EXERCISE INSTRUCTIONS:
Rewrite all the rows below as a single numbered list. Skip any blank lines and leave the pictures out.
## begin GIVEN ENTRIES
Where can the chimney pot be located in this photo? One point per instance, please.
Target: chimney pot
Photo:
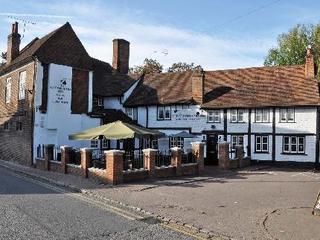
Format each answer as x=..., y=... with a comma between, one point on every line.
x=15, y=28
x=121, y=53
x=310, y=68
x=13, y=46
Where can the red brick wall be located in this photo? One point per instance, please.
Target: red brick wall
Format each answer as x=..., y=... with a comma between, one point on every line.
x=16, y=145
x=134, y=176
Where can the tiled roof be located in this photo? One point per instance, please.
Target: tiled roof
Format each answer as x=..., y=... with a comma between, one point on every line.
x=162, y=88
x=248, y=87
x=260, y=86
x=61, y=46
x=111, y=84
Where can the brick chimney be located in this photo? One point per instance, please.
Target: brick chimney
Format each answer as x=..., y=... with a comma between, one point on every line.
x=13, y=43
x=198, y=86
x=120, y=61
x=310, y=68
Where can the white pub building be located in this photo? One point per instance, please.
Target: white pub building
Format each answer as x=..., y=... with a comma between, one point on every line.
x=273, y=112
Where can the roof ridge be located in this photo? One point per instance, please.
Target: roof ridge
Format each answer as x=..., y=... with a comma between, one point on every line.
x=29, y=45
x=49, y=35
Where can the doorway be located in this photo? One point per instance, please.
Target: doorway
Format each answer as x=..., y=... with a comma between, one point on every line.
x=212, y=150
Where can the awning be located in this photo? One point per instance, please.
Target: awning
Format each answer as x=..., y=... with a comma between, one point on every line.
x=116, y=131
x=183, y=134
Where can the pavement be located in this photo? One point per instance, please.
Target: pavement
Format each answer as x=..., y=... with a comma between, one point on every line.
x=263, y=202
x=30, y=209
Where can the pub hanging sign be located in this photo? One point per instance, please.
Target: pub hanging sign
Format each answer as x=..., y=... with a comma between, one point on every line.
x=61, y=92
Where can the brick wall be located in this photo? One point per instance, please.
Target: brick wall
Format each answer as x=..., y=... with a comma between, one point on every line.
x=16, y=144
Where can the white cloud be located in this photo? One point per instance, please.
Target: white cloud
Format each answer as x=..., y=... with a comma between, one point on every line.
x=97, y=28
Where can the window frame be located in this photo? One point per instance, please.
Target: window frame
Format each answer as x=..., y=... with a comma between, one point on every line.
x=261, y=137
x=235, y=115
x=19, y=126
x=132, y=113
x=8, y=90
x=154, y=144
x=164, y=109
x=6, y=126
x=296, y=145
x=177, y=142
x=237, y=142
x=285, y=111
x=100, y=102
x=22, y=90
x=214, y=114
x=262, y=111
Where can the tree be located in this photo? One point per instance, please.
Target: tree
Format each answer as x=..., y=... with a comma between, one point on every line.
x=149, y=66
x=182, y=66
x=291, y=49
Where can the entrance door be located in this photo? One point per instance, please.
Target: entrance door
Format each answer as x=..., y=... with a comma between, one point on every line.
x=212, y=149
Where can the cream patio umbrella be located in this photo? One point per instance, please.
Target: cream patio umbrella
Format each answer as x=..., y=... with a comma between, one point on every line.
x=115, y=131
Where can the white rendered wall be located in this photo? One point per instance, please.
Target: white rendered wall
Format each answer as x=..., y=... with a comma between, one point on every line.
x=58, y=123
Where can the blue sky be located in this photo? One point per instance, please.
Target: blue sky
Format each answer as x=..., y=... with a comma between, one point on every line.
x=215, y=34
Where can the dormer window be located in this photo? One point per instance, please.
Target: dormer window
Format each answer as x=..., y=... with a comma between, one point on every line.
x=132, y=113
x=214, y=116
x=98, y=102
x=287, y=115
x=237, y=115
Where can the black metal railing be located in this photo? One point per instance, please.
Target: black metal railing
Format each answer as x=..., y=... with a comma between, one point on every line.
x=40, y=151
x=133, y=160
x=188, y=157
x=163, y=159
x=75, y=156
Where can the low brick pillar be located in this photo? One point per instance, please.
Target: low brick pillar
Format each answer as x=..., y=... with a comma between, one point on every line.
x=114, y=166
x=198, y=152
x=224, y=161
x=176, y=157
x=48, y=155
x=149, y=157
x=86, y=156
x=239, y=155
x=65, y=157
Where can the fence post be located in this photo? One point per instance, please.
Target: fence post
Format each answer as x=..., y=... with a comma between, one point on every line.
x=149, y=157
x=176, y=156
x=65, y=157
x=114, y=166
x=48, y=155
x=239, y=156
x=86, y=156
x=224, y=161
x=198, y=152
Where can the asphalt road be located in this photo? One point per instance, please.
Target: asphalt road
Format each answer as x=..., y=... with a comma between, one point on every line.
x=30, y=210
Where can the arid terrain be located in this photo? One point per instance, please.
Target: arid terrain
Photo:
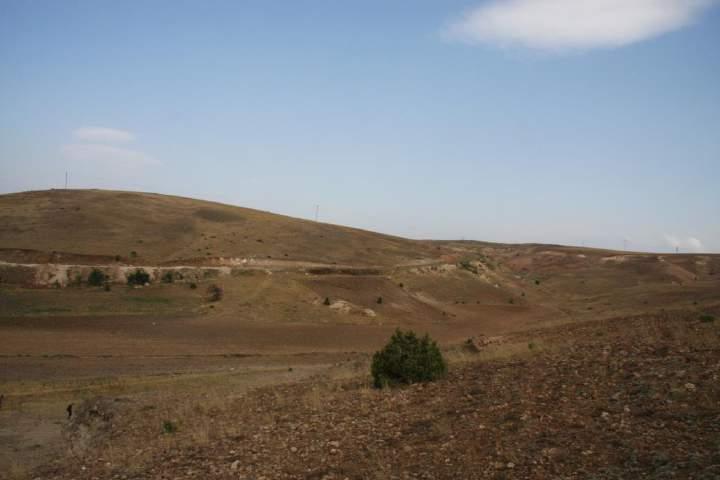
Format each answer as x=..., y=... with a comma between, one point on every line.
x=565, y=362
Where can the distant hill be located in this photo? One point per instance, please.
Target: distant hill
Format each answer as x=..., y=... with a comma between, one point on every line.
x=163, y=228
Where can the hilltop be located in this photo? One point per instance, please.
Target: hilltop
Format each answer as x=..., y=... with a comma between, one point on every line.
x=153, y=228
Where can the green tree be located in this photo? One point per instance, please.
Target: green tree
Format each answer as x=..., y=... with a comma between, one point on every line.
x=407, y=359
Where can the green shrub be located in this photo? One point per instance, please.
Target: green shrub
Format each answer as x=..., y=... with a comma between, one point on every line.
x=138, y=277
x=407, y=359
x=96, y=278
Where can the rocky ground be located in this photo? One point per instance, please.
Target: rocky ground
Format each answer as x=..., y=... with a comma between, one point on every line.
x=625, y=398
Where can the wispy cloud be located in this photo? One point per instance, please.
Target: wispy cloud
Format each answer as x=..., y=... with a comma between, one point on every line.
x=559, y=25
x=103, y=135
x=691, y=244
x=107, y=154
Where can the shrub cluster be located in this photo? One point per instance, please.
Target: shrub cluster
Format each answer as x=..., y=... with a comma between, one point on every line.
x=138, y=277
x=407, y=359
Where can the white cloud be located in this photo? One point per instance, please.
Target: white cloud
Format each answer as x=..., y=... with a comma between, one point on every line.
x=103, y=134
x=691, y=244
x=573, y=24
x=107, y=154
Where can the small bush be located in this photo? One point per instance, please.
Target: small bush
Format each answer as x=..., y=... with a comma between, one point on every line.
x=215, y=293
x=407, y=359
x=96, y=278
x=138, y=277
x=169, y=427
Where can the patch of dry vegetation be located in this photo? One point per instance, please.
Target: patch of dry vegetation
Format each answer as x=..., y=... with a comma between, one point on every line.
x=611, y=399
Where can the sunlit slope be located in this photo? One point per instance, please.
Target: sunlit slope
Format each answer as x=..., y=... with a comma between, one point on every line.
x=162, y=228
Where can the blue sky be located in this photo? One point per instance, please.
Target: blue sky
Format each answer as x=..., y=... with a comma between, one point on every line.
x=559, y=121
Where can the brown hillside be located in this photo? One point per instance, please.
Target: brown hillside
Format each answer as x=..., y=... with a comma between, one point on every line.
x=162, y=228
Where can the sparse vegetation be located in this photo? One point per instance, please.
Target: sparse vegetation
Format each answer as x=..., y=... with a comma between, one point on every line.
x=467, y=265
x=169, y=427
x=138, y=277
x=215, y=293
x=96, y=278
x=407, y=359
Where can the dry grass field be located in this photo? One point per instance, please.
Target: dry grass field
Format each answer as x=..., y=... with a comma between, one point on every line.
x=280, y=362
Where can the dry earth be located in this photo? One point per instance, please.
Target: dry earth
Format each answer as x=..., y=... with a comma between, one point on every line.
## end GIVEN ENTRIES
ANSWER TO THE TASK:
1. Where can the chimney pot be located in this photo? One point per instance, please.
2. Target: chimney pot
3. Photo:
4. Format each answer as x=..., y=... with a comma between, one point on every line.
5. x=15, y=28
6. x=121, y=53
7. x=310, y=68
8. x=13, y=46
9. Where can the red brick wall be located in this photo? One point per instance, please.
10. Target: red brick wall
11. Format each answer as x=..., y=... with a comma between, one point on every line.
12. x=16, y=145
13. x=134, y=176
14. Where can the tiled roof be located in this photo? One point per instance, please.
15. Target: tiled roof
16. Format each answer as x=..., y=... with a comma between, one point on every line.
17. x=162, y=88
18. x=248, y=87
19. x=260, y=86
20. x=61, y=46
21. x=111, y=84
22. Where can the brick chimney be located in this photo? One point per instance, please.
23. Target: brick chimney
24. Format each answer as x=..., y=... with a comma between, one point on every line.
25. x=13, y=43
26. x=198, y=86
27. x=120, y=61
28. x=310, y=68
29. Where can the white pub building be located in this photo? One point per instance, please.
30. Target: white pub building
31. Format each answer as x=..., y=... with a comma between, one point on every line.
32. x=273, y=112
33. Where can the roof ridge be located in this photo? One point per instance, please.
34. Target: roof ridge
35. Format each answer as x=..., y=... with a comma between, one point on every line.
36. x=29, y=45
37. x=49, y=35
38. Where can the doorway be located in this photo? One point per instance, please.
39. Target: doorway
40. Format each answer as x=..., y=... with a comma between, one point on every line.
41. x=212, y=150
42. Where can the awning be located in this photo? One point per instance, please.
43. Target: awning
44. Format each answer as x=..., y=... with a comma between, one point on every line.
45. x=116, y=131
46. x=183, y=134
47. Where can the pavement be located in this photo? One point per instance, please.
48. Target: pavement
49. Format each answer as x=..., y=... with a comma between, one point on every line.
50. x=263, y=202
51. x=30, y=209
52. Where can the pub hanging sign be located in this photo? One point per instance, please.
53. Target: pub hanging sign
54. Format each answer as x=..., y=... with a comma between, one point on every line.
55. x=61, y=92
56. Where can the brick wall be located in this photo? One point per instance, please.
57. Target: brick wall
58. Format each answer as x=..., y=... with a comma between, one point on every line.
59. x=16, y=144
60. Where can the white cloud be located in this photo? One point per instance, please.
61. Target: white cloud
62. Format each answer as x=..., y=... with a comma between, one point on every line.
63. x=97, y=28
64. Where can the window frame be located in this photo? One point per instance, please.
65. Target: window frame
66. Format each answer as x=..., y=... with a comma between, one point on every line.
67. x=261, y=137
68. x=235, y=115
69. x=19, y=126
70. x=132, y=113
71. x=8, y=90
72. x=154, y=144
73. x=164, y=109
74. x=6, y=126
75. x=296, y=145
76. x=177, y=142
77. x=237, y=142
78. x=285, y=111
79. x=100, y=102
80. x=22, y=90
81. x=214, y=114
82. x=262, y=111
83. Where can the tree be located in this photo? One point per instance, please.
84. Target: tree
85. Format each answer as x=..., y=... with a comma between, one point on every line.
86. x=149, y=66
87. x=182, y=66
88. x=291, y=49
89. Where can the entrance door be located in this photo? One point per instance, please.
90. Target: entrance door
91. Format each answer as x=..., y=... with a comma between, one point on every line.
92. x=212, y=149
93. Where can the cream patio umbrella be located in this photo? One point per instance, please.
94. Target: cream patio umbrella
95. Format each answer as x=..., y=... with a comma between, one point on every line.
96. x=115, y=131
97. Where can the white rendered wall be located in this photo? One point per instance, please.
98. Target: white rendered wall
99. Format each answer as x=..., y=... with a comma between, one point on every line.
100. x=58, y=123
101. Where can the blue sky be located in this photo? One point per instance, please.
102. Target: blue sky
103. Format each answer as x=..., y=... with a comma between, one point on every line.
104. x=215, y=34
105. Where can the dormer window be located in this photo? One point per instance, please.
106. Target: dormer window
107. Format each answer as x=..., y=... with a comma between, one point on every line.
108. x=132, y=113
109. x=214, y=116
110. x=98, y=102
111. x=287, y=115
112. x=237, y=115
113. Where can the black metal railing be located in this photo? One point per instance, please.
114. Target: black metal railing
115. Format each answer as x=..., y=... with a comma between, one point on every line.
116. x=40, y=151
117. x=133, y=160
118. x=188, y=157
119. x=163, y=159
120. x=75, y=156
121. Where can the low brick pillar be located in this photo? One point per instance, please.
122. Target: low brick pillar
123. Format each answer as x=..., y=... with a comma between, one point on every line.
124. x=114, y=166
125. x=198, y=152
126. x=224, y=161
127. x=176, y=157
128. x=48, y=155
129. x=149, y=157
130. x=86, y=156
131. x=239, y=155
132. x=65, y=157
133. Where can the fence post be located in this photo? One point per instance, please.
134. Target: fence post
135. Format each answer as x=..., y=... with a comma between, one point on every line.
136. x=149, y=157
137. x=176, y=156
138. x=65, y=157
139. x=114, y=166
140. x=48, y=155
141. x=239, y=156
142. x=86, y=156
143. x=224, y=161
144. x=198, y=152
145. Where can the asphalt road be located in this photo? One point per instance, please.
146. Target: asphalt road
147. Format each answer as x=..., y=... with a comma between, one point on every line.
148. x=30, y=210
149. Where can the arid terrain be located in this photo? One point per instance, please.
150. Target: arid terrain
151. Photo:
152. Format each answer as x=..., y=... with a comma between, one point on every line.
153. x=565, y=362
154. Where can the distant hill be located in this photo? One point per instance, please.
155. Target: distant hill
156. Format each answer as x=..., y=... with a comma between, one point on every line.
157. x=163, y=228
158. Where can the hilltop be located in this photo? One point per instance, please.
159. Target: hilltop
160. Format each answer as x=..., y=... with a comma between, one point on every line.
161. x=153, y=228
162. Where can the green tree be located in this photo? One point per instance, please.
163. Target: green tree
164. Format each answer as x=..., y=... with a comma between, one point on every line.
165. x=407, y=359
166. Where can the green shrub be located in this photo? One point per instance, please.
167. Target: green shrub
168. Format each answer as x=..., y=... with a comma between, one point on every line.
169. x=138, y=277
170. x=407, y=359
171. x=96, y=278
172. Where can the rocky ground be located in this photo? One point per instance, please.
173. Target: rocky ground
174. Format each answer as x=..., y=... with a comma between, one point on every line.
175. x=625, y=398
176. Where can the wispy cloud be located in this photo? One point per instance, please.
177. Target: wispy cloud
178. Format each answer as x=..., y=... with a comma between, one point on every line.
179. x=559, y=25
180. x=103, y=135
181. x=691, y=244
182. x=107, y=154
183. Where can the shrub cluster be located in this photo? One point per instance, please.
184. Target: shrub cluster
185. Format each answer as x=..., y=... with a comma between, one point on every line.
186. x=138, y=277
187. x=407, y=359
188. Where can the white cloud be located in this photo? One point per instance, please.
189. Target: white cloud
190. Format each answer as x=..., y=... with a comma between, one point on every line.
191. x=103, y=134
192. x=691, y=244
193. x=573, y=24
194. x=107, y=154
195. Where can the small bush be located in this photo? One point per instance, please.
196. Target: small bush
197. Format each answer as x=..., y=... with a comma between, one point on every line.
198. x=215, y=293
199. x=407, y=359
200. x=96, y=278
201. x=138, y=277
202. x=169, y=427
203. Where can the patch of dry vegetation be located in this photo? One point per instance, please.
204. Target: patch of dry vegetation
205. Format each answer as x=..., y=... with a comma between, one point on every line.
206. x=611, y=399
207. Where can the sunlit slope be located in this photo? One point per instance, please.
208. Target: sunlit slope
209. Format each answer as x=..., y=... with a comma between, one point on every line.
210. x=162, y=228
211. Where can the blue sky be located in this photo? One point per instance, please.
212. Target: blue sky
213. Format each answer as x=..., y=... with a comma between, one point on every line.
214. x=559, y=121
215. Where can the brown hillside be located in this photo? One point per instance, please.
216. Target: brown hillside
217. Format each answer as x=..., y=... with a comma between, one point on every line.
218. x=162, y=228
219. Where can the sparse vegetation be located in this photo? One point per instance, please.
220. Target: sparse vegetation
221. Format each answer as x=..., y=... with a comma between, one point on every line.
222. x=467, y=265
223. x=169, y=427
224. x=138, y=277
225. x=215, y=293
226. x=96, y=278
227. x=407, y=359
228. Where can the dry grass field be located in this photo? One point per instance, please.
229. Target: dry grass field
230. Format each answer as x=..., y=... with a comma between, one point on every line.
231. x=280, y=362
232. Where can the dry earth be located in this photo? One point per instance, please.
233. Target: dry earth
234. Format each answer as x=..., y=... with a comma between, one point on every line.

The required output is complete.